Image object location entries:
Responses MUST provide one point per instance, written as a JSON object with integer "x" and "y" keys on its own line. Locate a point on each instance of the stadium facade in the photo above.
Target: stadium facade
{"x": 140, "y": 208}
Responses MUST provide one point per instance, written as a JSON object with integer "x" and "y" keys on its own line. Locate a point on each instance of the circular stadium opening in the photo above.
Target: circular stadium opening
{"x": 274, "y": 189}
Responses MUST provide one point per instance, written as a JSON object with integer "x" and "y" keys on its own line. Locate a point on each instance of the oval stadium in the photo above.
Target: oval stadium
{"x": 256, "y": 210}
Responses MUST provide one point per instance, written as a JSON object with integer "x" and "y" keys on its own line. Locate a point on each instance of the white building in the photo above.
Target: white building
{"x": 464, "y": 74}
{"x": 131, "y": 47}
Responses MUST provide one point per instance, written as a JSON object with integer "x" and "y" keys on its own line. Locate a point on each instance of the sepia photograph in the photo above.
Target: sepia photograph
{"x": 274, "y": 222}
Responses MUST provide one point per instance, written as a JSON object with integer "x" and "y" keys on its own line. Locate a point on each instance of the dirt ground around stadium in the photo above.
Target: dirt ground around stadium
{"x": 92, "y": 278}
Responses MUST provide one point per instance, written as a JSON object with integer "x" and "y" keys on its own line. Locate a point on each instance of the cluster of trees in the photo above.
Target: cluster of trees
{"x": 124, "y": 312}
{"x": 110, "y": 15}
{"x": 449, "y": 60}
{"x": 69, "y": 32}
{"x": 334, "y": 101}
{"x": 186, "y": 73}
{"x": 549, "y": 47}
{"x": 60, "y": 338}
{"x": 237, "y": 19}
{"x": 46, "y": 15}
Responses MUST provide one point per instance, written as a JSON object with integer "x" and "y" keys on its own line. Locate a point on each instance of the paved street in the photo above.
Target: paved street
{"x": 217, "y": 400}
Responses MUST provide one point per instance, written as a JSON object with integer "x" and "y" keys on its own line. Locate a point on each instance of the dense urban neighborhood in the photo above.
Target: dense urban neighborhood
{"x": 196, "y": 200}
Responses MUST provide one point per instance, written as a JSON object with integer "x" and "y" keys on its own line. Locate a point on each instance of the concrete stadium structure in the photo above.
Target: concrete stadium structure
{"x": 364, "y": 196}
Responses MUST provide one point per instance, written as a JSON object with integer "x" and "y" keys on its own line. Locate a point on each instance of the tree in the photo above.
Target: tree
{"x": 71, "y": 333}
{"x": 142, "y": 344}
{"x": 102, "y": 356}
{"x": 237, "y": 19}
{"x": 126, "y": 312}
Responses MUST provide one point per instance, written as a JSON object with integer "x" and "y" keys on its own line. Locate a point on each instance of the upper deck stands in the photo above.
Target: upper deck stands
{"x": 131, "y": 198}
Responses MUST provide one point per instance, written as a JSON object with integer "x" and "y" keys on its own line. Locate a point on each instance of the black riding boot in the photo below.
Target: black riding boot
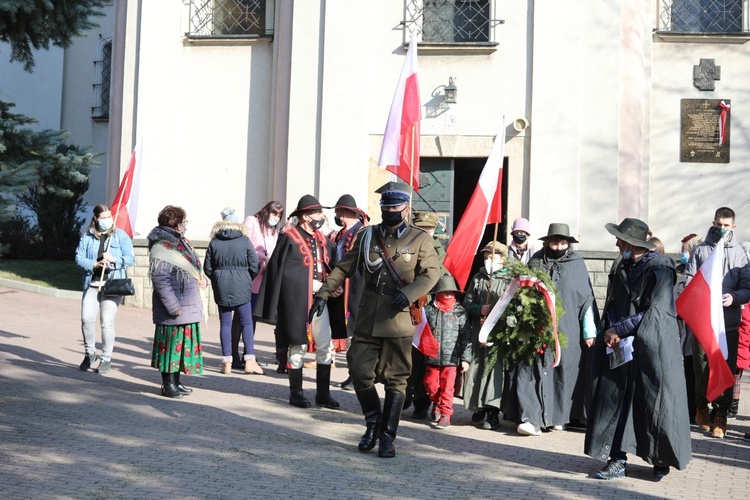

Do this: Copy out every item above word for word, leaving out the pictures.

Exercise response:
Responses MUST provide one point per instance, written as a JSON object with integer "x" and "y" keys on its own line. Locate a point on each instance of the stadium facade in the photo above.
Target: stadium facade
{"x": 140, "y": 208}
Responses MUST provide one point per instance, written as a JSON object with integer "x" and "y" keys on its own line. Locate a point on each instance of the circular stadium opening in the photo above.
Target: circular stadium opening
{"x": 274, "y": 189}
Responses MUST provide one point per instance, written as a JSON object with integer "x" and "y" keys on its own line. Locate a point on each instance of the oval stadium in the photo above.
Target: oval stadium
{"x": 256, "y": 210}
Responses MUST provide one point per instance, written as a JSON object with integer "x" and "y" keys on its own line. Locate a point on each instance of the white building in the photo above.
Target: white building
{"x": 464, "y": 74}
{"x": 131, "y": 47}
Responses MUST provide one point per instance, written as a JSON object with integer "x" and "y" keys on its own line. Locate a point on each instance of the sepia photograph in the photo above.
Target: sepia photograph
{"x": 274, "y": 222}
Responses MUST provide one point per instance, written as a JSON object with integer "x" and "y" keys on its own line. Locate a point on each instance of the dirt ground around stadium in the photo above.
Target: dirt ground around stadium
{"x": 92, "y": 278}
Responses MUST provide one point per instance, written as a JSON object with integer "x" and "y" keys on its own line. Locate a point on each instance of the cluster of trees in the photo above.
Target: cluster of trees
{"x": 124, "y": 312}
{"x": 110, "y": 15}
{"x": 449, "y": 60}
{"x": 69, "y": 32}
{"x": 334, "y": 101}
{"x": 186, "y": 73}
{"x": 549, "y": 47}
{"x": 60, "y": 338}
{"x": 237, "y": 19}
{"x": 46, "y": 15}
Responses MUST provide one point per instance, written as a JSON object with integer "x" and "y" keys on its own line. Locate a point on each instance of the paved street in the photo above.
Target: paved street
{"x": 217, "y": 400}
Responses MUST provide one point per instance, written as a JSON object with integer "x" and "y" keys on its own line. Locate a point on each instance of the dense urban neighborhood in the photo above.
Target: dense urban neighborhood
{"x": 196, "y": 200}
Responses MUST provide one point per instance, written as a JSON object with integer "x" and "y" keys on its own line. Locate a point on each instance of the concrete stadium structure in the photo above.
Target: concrete stadium structure
{"x": 364, "y": 196}
Responses MUST provide one point per instance, written as a JSON object with integer "x" and "y" keys on its own line. Locate a point on each instance of the tree in the photo above.
Target: tree
{"x": 71, "y": 333}
{"x": 142, "y": 344}
{"x": 102, "y": 356}
{"x": 237, "y": 19}
{"x": 126, "y": 312}
Responses MUST provide one point per instance, written as a JSON object with integer "x" and "y" keys on its own line. Locate a point on each instance of the upper deck stands in the photo above.
Target: upper deck stands
{"x": 131, "y": 198}
Responses MUST provide one point per instance, written as a JSON object with integer "x" and "y" keys on its own line. Locate a point on each instance of the black riding boot in the photo below.
Target: black riding boot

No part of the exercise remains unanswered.